+++ TEXTAUSZUG +++

Neben der offiziellen Schriftsprache finden sich inoffizielle Schriftsetzungen, die zur Wiedergabe von Texten des Berlinischen eingesetzt werden. Dies geschieht häufig in kurzen Glossen der Berliner Tageszeitungen, die insbesondere den Berliner Sprachwitz aufgreifen. Daneben gibt es einige wenige Bücher, die gänzlich im Berliner Dialekt geschrieben sind.
Je nach Art der Publikation wird die Berlinische Schriftsetzung mal mehr oder weniger abweichend von der hochdeutschen Rechtschreibung angesetzt. In der Regel versucht man, die Ähnlichkeit zur hochdeutschen Rechtschreibung zu erhalten, da auch den Berlinern nur diese aus dem Alltag geläufig ist. Man beschränkt sich dann auf wenige Grundregeln der Lautersetzung und einer begrenzten Liste von gänzlich ersetzten Worten (Berlinismen).
Daneben ist es möglich, die Berlinische Schriftsetzung stark an den phonetischen Klang anzulehnen. Dies ist schon deshalb problematisch, da die Aussprache im Umgang stark von Alter und Herkunft des Berliners abhängt. Noch dazu tendieren Berliner dazu, je nach Situation stärker Berlinische oder hochdeutsche Lautung einzusetzen; sie passen sich dabei oft ihrem Gegenüber an.

+++ DATENSÄTZE +++

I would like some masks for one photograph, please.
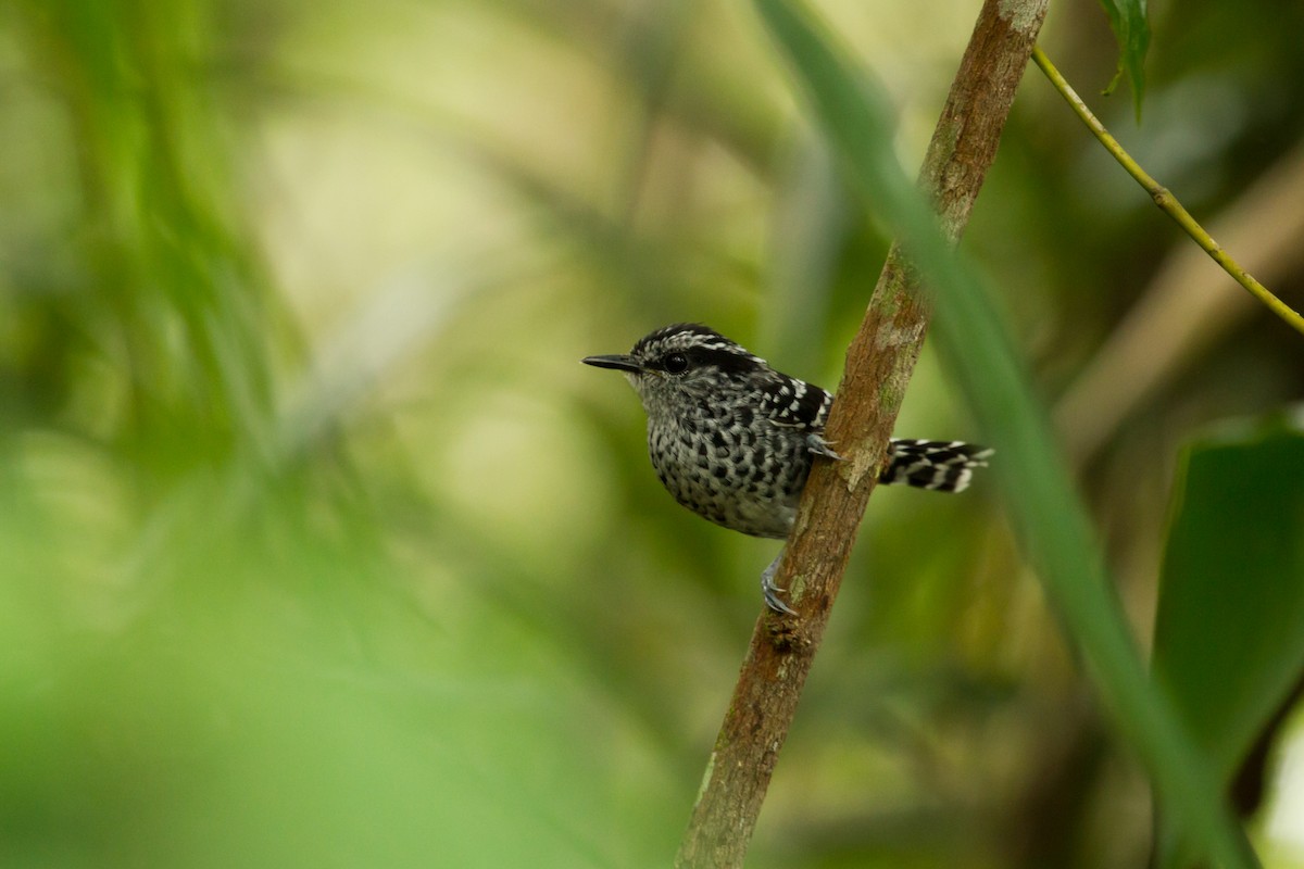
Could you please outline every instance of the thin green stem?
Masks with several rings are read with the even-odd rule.
[[[1188,236],[1194,238],[1196,244],[1204,248],[1205,253],[1208,253],[1215,263],[1222,266],[1223,271],[1231,275],[1237,284],[1248,289],[1256,298],[1258,298],[1258,301],[1267,305],[1274,314],[1290,323],[1295,331],[1304,335],[1304,317],[1300,317],[1295,309],[1274,296],[1270,289],[1254,280],[1253,275],[1241,268],[1240,263],[1232,259],[1231,254],[1223,250],[1218,242],[1214,241],[1208,232],[1205,232],[1205,228],[1191,216],[1191,212],[1181,207],[1181,203],[1178,202],[1175,195],[1172,195],[1172,192],[1150,177],[1150,175],[1132,159],[1132,155],[1123,150],[1119,141],[1110,135],[1110,132],[1104,129],[1104,125],[1101,124],[1099,119],[1091,113],[1091,109],[1086,107],[1082,98],[1077,95],[1064,76],[1055,69],[1055,64],[1051,63],[1050,57],[1047,57],[1046,52],[1043,52],[1039,47],[1033,48],[1033,63],[1035,63],[1037,66],[1046,73],[1046,78],[1051,81],[1055,90],[1060,93],[1077,116],[1082,119],[1082,122],[1086,124],[1089,130],[1091,130],[1091,134],[1101,141],[1101,145],[1103,145],[1104,149],[1114,155],[1114,159],[1118,160],[1124,169],[1127,169],[1128,175],[1136,178],[1137,184],[1145,188],[1146,193],[1150,194],[1150,198],[1154,199],[1154,203],[1159,206],[1159,210],[1172,218]]]

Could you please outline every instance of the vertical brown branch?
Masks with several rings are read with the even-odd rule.
[[[986,0],[978,14],[919,178],[952,240],[996,156],[1045,14],[1046,0]],[[923,345],[930,313],[915,289],[893,246],[829,416],[828,439],[846,461],[816,463],[777,577],[798,615],[756,623],[675,866],[742,865]]]

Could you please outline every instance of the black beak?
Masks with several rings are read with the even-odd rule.
[[[617,371],[632,371],[638,374],[643,366],[632,356],[585,356],[580,360],[584,365],[595,365],[600,369],[615,369]]]

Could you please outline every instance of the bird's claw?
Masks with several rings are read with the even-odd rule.
[[[840,455],[833,452],[833,444],[815,433],[806,435],[806,451],[814,456],[824,456],[833,461],[845,461]]]
[[[781,589],[775,585],[775,575],[778,573],[778,564],[784,560],[782,551],[769,563],[765,572],[760,575],[760,594],[765,598],[765,606],[768,606],[775,612],[781,612],[785,615],[797,615],[797,610],[792,608],[786,603],[778,599],[780,594],[786,594],[786,589]]]

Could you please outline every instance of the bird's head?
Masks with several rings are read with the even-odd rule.
[[[583,362],[622,371],[649,416],[679,416],[685,405],[738,395],[750,377],[767,369],[765,360],[699,323],[665,326],[640,337],[629,353]]]

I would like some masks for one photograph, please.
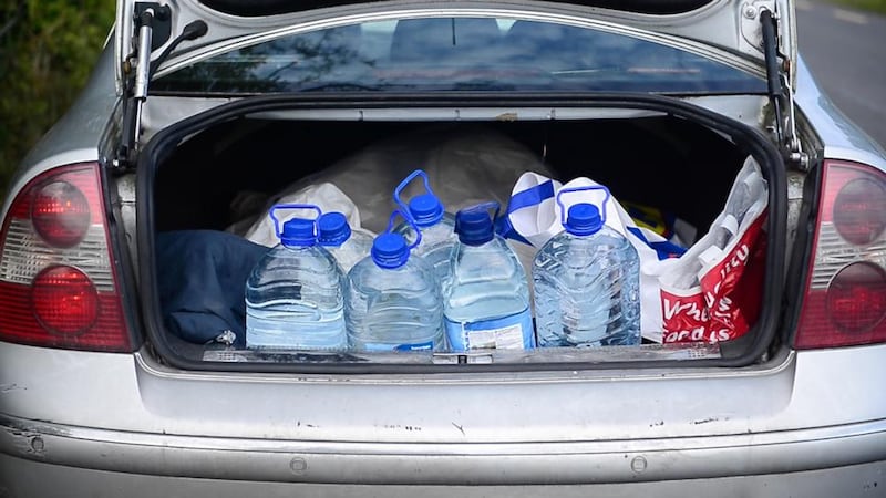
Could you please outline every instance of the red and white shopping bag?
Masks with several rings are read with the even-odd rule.
[[[512,190],[498,232],[535,249],[563,230],[563,188],[596,186],[589,178],[566,184],[526,173]],[[601,199],[593,191],[570,203]],[[760,166],[749,157],[735,177],[723,211],[708,234],[689,249],[640,227],[612,197],[605,222],[624,235],[640,257],[640,332],[652,342],[724,341],[748,331],[759,311],[765,236],[762,227],[769,194]],[[567,206],[568,208],[568,206]]]

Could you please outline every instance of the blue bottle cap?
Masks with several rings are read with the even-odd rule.
[[[481,246],[493,239],[495,228],[486,210],[471,209],[455,215],[455,232],[462,243]]]
[[[602,218],[597,206],[588,203],[575,204],[569,207],[569,214],[563,228],[577,236],[589,236],[602,228]]]
[[[320,246],[338,247],[351,237],[348,218],[341,212],[323,212],[317,220]]]
[[[400,234],[384,232],[375,237],[370,253],[379,268],[400,268],[409,261],[409,246]]]
[[[409,214],[419,227],[430,227],[443,218],[443,205],[433,194],[422,194],[410,199]]]
[[[313,220],[292,218],[284,224],[280,242],[286,247],[313,246],[317,236],[313,234]]]

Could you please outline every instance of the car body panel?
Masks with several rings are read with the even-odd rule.
[[[791,474],[767,474],[725,478],[686,479],[668,481],[641,481],[594,485],[536,485],[536,486],[416,486],[416,485],[337,485],[299,483],[292,477],[284,483],[246,481],[233,479],[199,479],[188,477],[167,478],[140,474],[122,474],[64,467],[35,460],[25,460],[0,455],[0,479],[17,476],[7,488],[13,496],[39,496],[41,498],[68,498],[90,496],[116,498],[125,489],[130,498],[154,498],[164,496],[243,498],[341,497],[341,498],[537,498],[557,496],[563,498],[596,497],[650,497],[683,498],[687,496],[752,496],[755,498],[869,498],[877,496],[883,486],[886,464],[873,463],[841,467],[837,469],[810,470]],[[297,467],[298,468],[298,467]],[[60,488],[58,483],[65,483]]]
[[[739,373],[331,376],[193,373],[144,354],[3,344],[0,449],[37,457],[40,436],[63,465],[215,478],[239,465],[238,478],[257,480],[284,479],[281,459],[308,455],[311,480],[330,483],[636,480],[625,455],[655,463],[642,479],[799,471],[886,459],[885,352],[786,353]],[[95,460],[101,447],[133,458]],[[193,458],[206,452],[215,457]],[[244,452],[268,465],[244,464]],[[508,459],[521,470],[492,471]],[[346,463],[351,477],[337,470]],[[564,470],[544,477],[554,464]]]
[[[179,29],[208,15],[231,27],[219,35],[321,23],[321,13],[241,21],[186,3],[171,3]],[[711,6],[741,12],[733,1]],[[680,15],[602,14],[686,34]],[[58,165],[110,164],[102,151],[116,120],[115,61],[107,50],[12,191]],[[883,151],[833,108],[802,60],[796,68],[799,111],[823,157],[886,170]],[[224,101],[152,112],[168,101],[148,98],[148,136]],[[765,125],[760,95],[689,101]],[[877,496],[886,486],[884,357],[884,344],[782,346],[742,369],[250,374],[177,370],[147,347],[0,342],[0,496]]]
[[[841,112],[810,73],[803,59],[797,64],[794,102],[824,145],[824,157],[857,160],[886,172],[886,149]]]

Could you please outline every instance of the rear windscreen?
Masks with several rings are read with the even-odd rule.
[[[165,74],[154,93],[765,93],[765,81],[701,54],[570,24],[410,18],[299,32]]]

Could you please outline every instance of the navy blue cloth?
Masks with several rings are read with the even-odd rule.
[[[197,344],[231,331],[244,346],[246,279],[269,248],[216,230],[161,232],[155,246],[166,329]]]

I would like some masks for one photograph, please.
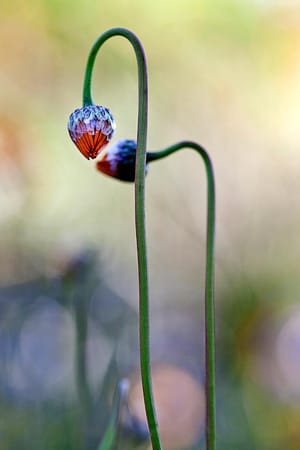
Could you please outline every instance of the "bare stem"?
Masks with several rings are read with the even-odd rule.
[[[146,58],[139,39],[125,28],[112,28],[98,37],[94,43],[86,66],[83,86],[83,105],[93,103],[91,95],[91,77],[96,55],[102,44],[113,36],[126,38],[133,46],[138,66],[138,130],[135,177],[135,224],[139,274],[139,335],[140,364],[145,409],[151,435],[153,450],[161,450],[157,429],[156,413],[152,394],[150,345],[149,345],[149,288],[145,226],[145,165],[148,122],[148,76]]]
[[[147,153],[147,162],[156,161],[182,149],[191,148],[203,159],[207,176],[207,235],[205,270],[205,372],[206,372],[206,448],[216,448],[215,400],[215,307],[214,307],[214,237],[215,237],[215,182],[211,159],[199,144],[182,141],[158,152]]]

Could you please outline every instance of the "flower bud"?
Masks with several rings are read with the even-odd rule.
[[[104,106],[88,105],[75,109],[68,121],[71,139],[87,159],[99,155],[111,140],[115,128],[115,121]]]
[[[121,139],[101,155],[97,169],[121,181],[134,181],[136,148],[135,141]]]

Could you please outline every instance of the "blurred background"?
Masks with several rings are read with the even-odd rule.
[[[1,450],[96,449],[117,381],[139,383],[133,186],[98,173],[66,129],[89,49],[113,26],[145,48],[149,149],[190,139],[214,162],[218,446],[299,449],[300,2],[3,0]],[[135,138],[136,63],[124,39],[101,49],[93,95],[114,115],[114,140]],[[157,399],[165,378],[175,386],[161,417],[189,386],[172,411],[190,415],[171,432],[161,425],[170,450],[204,446],[205,188],[190,150],[149,168]],[[121,448],[147,435],[132,391],[136,423],[122,419]]]

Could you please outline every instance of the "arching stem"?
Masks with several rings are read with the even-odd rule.
[[[147,153],[147,162],[159,160],[182,148],[195,150],[203,159],[207,176],[207,236],[205,269],[205,370],[206,370],[206,448],[216,448],[215,400],[215,311],[214,311],[214,239],[215,181],[212,162],[206,150],[191,141],[182,141],[158,152]]]
[[[104,42],[113,36],[122,36],[132,44],[138,66],[138,130],[135,170],[135,226],[139,274],[140,364],[145,409],[151,435],[152,447],[153,450],[161,450],[161,443],[157,429],[157,420],[152,394],[149,345],[149,288],[145,230],[145,165],[148,119],[147,65],[142,44],[131,31],[125,28],[112,28],[100,35],[94,43],[88,57],[85,71],[83,86],[83,105],[87,106],[93,104],[91,95],[91,78],[95,58]]]

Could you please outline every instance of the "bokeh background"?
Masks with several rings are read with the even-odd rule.
[[[91,44],[113,26],[145,48],[149,149],[191,139],[214,162],[218,445],[299,449],[300,2],[0,9],[1,450],[95,449],[117,379],[136,368],[133,186],[98,173],[66,130]],[[99,53],[93,94],[115,117],[114,139],[134,138],[136,63],[124,39]],[[199,392],[205,187],[192,151],[147,176],[153,361],[186,370]],[[204,445],[201,417],[181,446]]]

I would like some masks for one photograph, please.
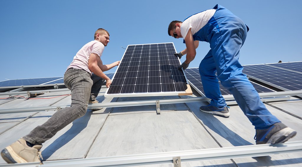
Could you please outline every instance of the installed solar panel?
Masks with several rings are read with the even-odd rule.
[[[112,79],[114,73],[105,73],[105,74]],[[44,86],[54,84],[64,85],[64,78],[61,77],[8,80],[0,82],[0,88],[21,87],[24,86],[27,86],[25,87],[29,87],[32,85],[36,87],[38,85]]]
[[[105,96],[185,93],[187,82],[183,70],[178,69],[180,62],[176,52],[173,43],[128,45]]]
[[[0,82],[0,87],[21,87],[25,85],[41,85],[62,78],[62,77],[51,77],[40,78],[10,80]]]
[[[302,90],[302,73],[265,64],[243,66],[249,77],[284,90]]]
[[[285,70],[302,73],[302,61],[272,63],[265,64],[281,68]]]
[[[188,80],[190,83],[191,85],[201,95],[204,96],[204,91],[203,86],[200,79],[200,75],[198,68],[187,68],[185,71]],[[271,92],[274,91],[267,88],[262,85],[250,81],[252,85],[254,86],[256,90],[258,93]],[[220,91],[222,95],[229,95],[232,93],[226,89],[223,86],[220,81],[219,81]]]

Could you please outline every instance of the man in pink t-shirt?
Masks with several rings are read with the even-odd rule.
[[[111,84],[111,80],[103,71],[118,65],[120,61],[103,64],[101,57],[109,42],[109,36],[106,30],[98,29],[95,34],[94,40],[87,43],[78,52],[67,68],[64,74],[64,83],[71,90],[70,107],[57,112],[43,125],[2,150],[1,156],[6,162],[40,162],[42,143],[85,115],[88,103],[98,103],[95,97],[104,80],[107,87]]]

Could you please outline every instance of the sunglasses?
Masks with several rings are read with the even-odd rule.
[[[174,36],[174,38],[176,38],[176,37],[177,37],[177,34],[175,33],[175,29],[176,29],[176,25],[175,25],[175,28],[174,28],[174,31],[173,31],[173,36]]]

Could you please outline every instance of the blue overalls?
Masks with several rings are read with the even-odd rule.
[[[246,37],[247,27],[223,7],[217,5],[213,8],[216,9],[214,15],[193,35],[194,41],[210,44],[211,49],[201,61],[199,69],[206,96],[212,99],[210,105],[216,107],[226,105],[219,89],[218,77],[221,84],[233,94],[255,129],[265,128],[280,122],[266,109],[246,76],[242,73],[243,68],[238,61],[239,50]]]

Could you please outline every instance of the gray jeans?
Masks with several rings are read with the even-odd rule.
[[[94,74],[91,77],[85,70],[68,69],[64,74],[64,83],[71,90],[70,107],[56,112],[45,123],[37,126],[23,139],[32,144],[41,145],[59,131],[83,116],[87,111],[89,99],[95,100],[104,80]]]

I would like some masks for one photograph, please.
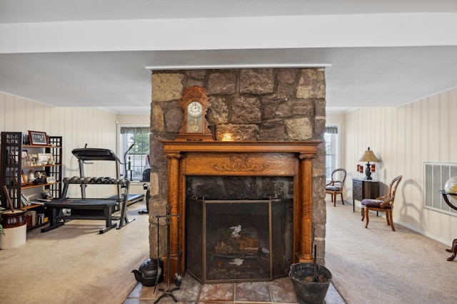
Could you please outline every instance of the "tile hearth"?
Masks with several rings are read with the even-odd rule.
[[[161,295],[159,288],[166,287],[161,283],[154,293],[154,287],[136,285],[124,304],[153,303]],[[171,288],[174,287],[171,285]],[[181,288],[173,292],[179,303],[298,303],[293,285],[288,277],[268,282],[223,283],[201,285],[189,273],[183,277]],[[171,297],[163,298],[159,303],[174,303]],[[326,297],[326,304],[344,304],[345,302],[332,284]]]

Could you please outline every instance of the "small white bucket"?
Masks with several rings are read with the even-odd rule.
[[[2,212],[1,225],[3,234],[0,234],[0,249],[11,249],[26,243],[27,223],[24,210]]]
[[[0,234],[0,249],[11,249],[26,243],[27,239],[27,225],[14,228],[4,228]]]

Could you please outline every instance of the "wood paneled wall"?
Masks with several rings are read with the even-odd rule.
[[[96,108],[56,108],[27,98],[0,92],[0,132],[44,131],[62,136],[64,142],[63,177],[79,176],[79,167],[71,154],[75,148],[87,147],[117,150],[117,125],[149,125],[146,115],[117,115]],[[103,164],[102,164],[103,163]],[[101,164],[101,165],[99,165]],[[107,162],[84,166],[88,177],[114,177],[116,167]],[[88,187],[88,197],[112,194],[115,189]],[[143,191],[141,191],[143,192]],[[141,193],[141,192],[140,192]],[[71,196],[79,196],[79,188],[70,188]]]
[[[358,177],[358,159],[370,147],[381,160],[376,164],[377,177],[384,184],[381,194],[393,177],[403,176],[394,221],[449,244],[457,237],[457,216],[424,207],[423,163],[457,163],[456,117],[457,89],[398,108],[365,108],[328,115],[327,123],[343,122],[344,126],[342,163],[348,173],[346,199],[352,200],[351,178]]]

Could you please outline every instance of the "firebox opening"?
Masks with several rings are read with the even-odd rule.
[[[204,178],[194,177],[186,178],[188,194],[193,194],[186,200],[188,272],[201,283],[287,276],[293,258],[293,178],[206,177],[210,183],[217,180],[224,188],[233,187],[233,182],[251,185],[246,193],[241,194],[246,190],[243,188],[233,192],[233,199],[226,199],[226,189],[219,189],[221,198],[206,199],[194,192],[196,184],[204,184]],[[203,193],[209,194],[211,188],[204,189]],[[265,199],[262,189],[283,197]]]

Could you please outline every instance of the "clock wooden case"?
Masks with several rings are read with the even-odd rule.
[[[198,85],[186,88],[179,106],[184,110],[184,119],[176,140],[214,140],[205,117],[211,106],[206,89]]]

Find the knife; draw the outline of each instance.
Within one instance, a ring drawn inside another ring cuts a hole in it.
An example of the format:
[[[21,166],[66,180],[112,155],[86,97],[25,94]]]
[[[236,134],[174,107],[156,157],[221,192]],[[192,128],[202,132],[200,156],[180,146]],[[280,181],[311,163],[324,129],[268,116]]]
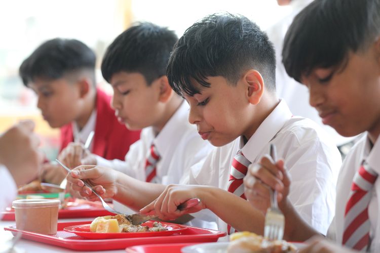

+++

ZU BEARBEITENDE AUFGABEN:
a: Nennen Sie alle Faktoren, von denen laut dem Textauszug über die Berlinische Schriftsetzung die Aussprache der Berliner abhängt oder nach denen sie sich richtet.
b: Beantworten Sie anhand des Textauszugs über die Berlinische Schriftsetzung folgende Fragen:
(i) In welchen Texten der Berliner Tageszeitungen wird die inoffizielle Schriftsetzung häufig eingesetzt?
(ii) Wie werden die gänzlich ersetzten Worte bezeichnet?
(iii) Welche Lautung setzen Berliner je nach Situation stärker ein?
c: Setzen Sie den Text über die Berlinische Schriftsetzung im Anschluss an seinen letzten Satz fort.

LÖSUNGEN JE AUFGABE:
a: Alter, Herkunft, Situation, Gegenüber

b:
(i) In kurzen Glossen, die insbesondere den Berliner Sprachwitz aufgreifen.
(ii) Als Berlinismen.
(iii) Stärker Berlinische oder hochdeutsche Lautung.

c:
Man beachte, dass manche hierunter als „Lautverschiebungen“ markierten Korrespondenzen zwischen dem Standarddeutschen und dem Berlinischen nicht die Folgen einer Lautverschiebung im Berlinischen sondern gerade im Hochdeutschen sind. Das Hochdeutsche pf ist aus dem Urgermanischen p entstanden, ch aus k, und ß bzw. z aus t, nicht umgekehrt. Diese urgermanischen Konsonanten sind in den Berlinischen Wörtern Appel (vgl. hochdeutsch Apfel) und Schnute (vgl. hochdeutsch Schnauze) immer noch enthalten. Übrigens: Viele Wörter, die im Protogermanischen (Urgermanischen) ein au haben, haben im Deutschen ein o. Die Berliner sind in dieser Hinsicht also noch konsequenter als der Rest Deutschlands (z. B. Not zu <Urg. *nauđ).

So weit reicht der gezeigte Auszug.